[SUPPLIED PASSAGE]:
· · · ·

Nikki Grahame’s mother speaks out about star’s death in heartbreaking documentary

Nikki with her mother Sue

(Picture: PA)

Nikki Grahame’s mother Sue has tearfully recalled the tragic moment she saw her daughter being carried away in a body bag.

The former Big Brother personality died in April last year, aged just 38, having battled anorexia since she was a young girl.

On Thursday, during the Channel 4 documentary, Nikki Graheme: Who is She? the late star’s emotional mother said she stroked her head from the outside of a body bag as she was being taken away by medics.

She said: “My God, watching them put my little girl in a bag and taking her down in the lift, and I said to them, ‘Can you tell me which end her head is?’, and they said, ‘Yes, up here.’

(PA)

“And I just stroked it from the outside. They took her away and I didn’t see her again. Part of me has died. I miss her more than I can say”.

Sue revealed how the star had struggled with her mental health during the Covid lockdown in 2020, with her daughter telling her: “Mum, I don’t know how I’m going to get through this.”

She recalled the late star’s long battle with the eating disorder, which began when she was aged eight. It led to Ms Grahame spending most of her childhood in medical institutions.

“Nikki became solemn,” her mum told viewers. “She just wouldn’t eat what I put on the table. The doctor said ‘oh it’s just a phase’.”

Eventually, Ms Grahame had difficulty climbing stairs and her mother picked her up and took her to hospital.

“She was so poorly, I had phone calls saying I had to come, that she was drifting in and out and they didn’t think she was going to make it,” Sue recalled.

Fans paid tribute to Ms Grahame as the documentary aired, with one writing: “Just utterly heartbreaking what a beautiful but tortured soul RIP Nikki.”

Another added: “Just watched Nikki Grahame , who is she?  What a tragic story. So young and beautiful. Anorexia is a cruel illness. So so sad.”

Ms Grahame appeared on the seventh series of Big Brother in 2006, and became one of its most well-known contestants.

(Channel 5)

Speaking earlier this week, Sue said: “She said in interviews before that Big Brother saved her life, because I think that was the healthiest and happiest that she had been for those years.

“I think when she got voted out, she thought that everybody hated her, she always had this low self-esteem.

“So when the doors opened and she heard the cheering, it was genuine, her tears.”

· · · ·

Source records
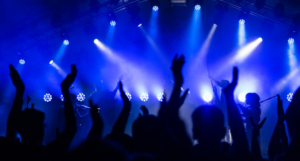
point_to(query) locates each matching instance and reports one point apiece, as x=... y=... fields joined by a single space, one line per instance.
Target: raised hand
x=177 y=67
x=125 y=99
x=231 y=87
x=257 y=127
x=280 y=111
x=16 y=79
x=145 y=110
x=65 y=85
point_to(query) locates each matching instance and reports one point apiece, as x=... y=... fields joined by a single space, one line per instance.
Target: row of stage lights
x=145 y=97
x=81 y=97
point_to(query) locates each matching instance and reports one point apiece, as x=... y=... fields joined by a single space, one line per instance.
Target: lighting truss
x=50 y=32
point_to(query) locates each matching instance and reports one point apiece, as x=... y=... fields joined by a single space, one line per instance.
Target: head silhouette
x=224 y=83
x=208 y=125
x=252 y=99
x=31 y=126
x=146 y=133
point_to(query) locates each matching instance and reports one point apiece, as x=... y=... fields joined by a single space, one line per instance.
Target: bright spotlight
x=160 y=97
x=113 y=23
x=242 y=97
x=80 y=97
x=197 y=7
x=96 y=41
x=291 y=40
x=144 y=97
x=66 y=42
x=242 y=21
x=207 y=97
x=128 y=96
x=21 y=61
x=62 y=98
x=290 y=97
x=47 y=97
x=155 y=8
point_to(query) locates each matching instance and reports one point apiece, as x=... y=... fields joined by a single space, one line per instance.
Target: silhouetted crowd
x=154 y=138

· · · ·

[QUESTIONS]:
(a) In the Nikki Grahame article, what reason does Sue give for Nikki saying that Big Brother saved her life? Answer in one to three sentences.
(b) Reproduce everything in the Nikki Grahame article from "Sue revealed how" down to "in medical institutions.".

[SOLUTION LIST]:
(a) Sue said she thought Nikki's time on Big Brother was the healthiest and happiest she had been for those years.

(b)
Sue revealed how the star had struggled with her mental health during the Covid lockdown in 2020, with her daughter telling her: “Mum, I don’t know how I’m going to get through this.”

She recalled the late star’s long battle with the eating disorder, which began when she was aged eight. It led to Ms Grahame spending most of her childhood in medical institutions.